[Collected data]
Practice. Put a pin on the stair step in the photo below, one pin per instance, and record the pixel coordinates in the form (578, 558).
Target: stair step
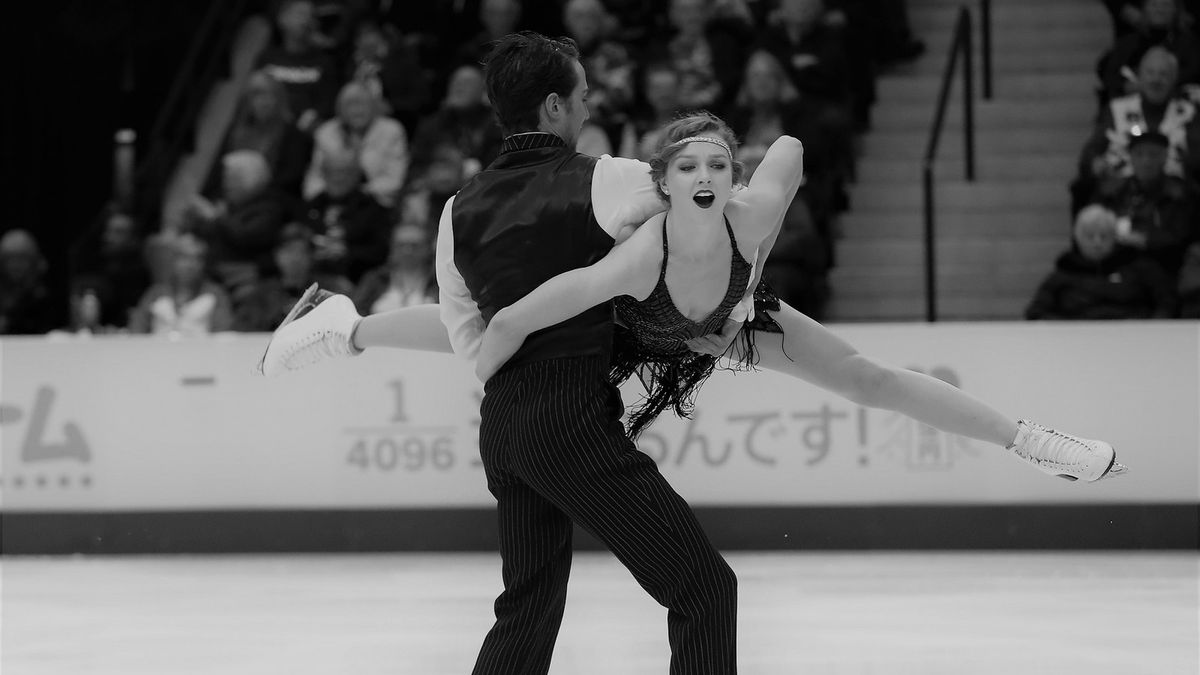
(924, 87)
(979, 196)
(1008, 16)
(912, 308)
(1012, 222)
(984, 252)
(1067, 114)
(952, 167)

▸ TASK DESCRIPTION: Exactly as written, reproduce all of the entries while dropping the pictures.

▸ OUTPUT OF THE EXERCISE:
Practice. Put a pin on the stair step in the photo below, one pin per instance, and record the pixel coordinates in the form (578, 558).
Target: stair step
(924, 87)
(979, 196)
(1008, 16)
(912, 308)
(1012, 222)
(984, 252)
(1067, 114)
(952, 167)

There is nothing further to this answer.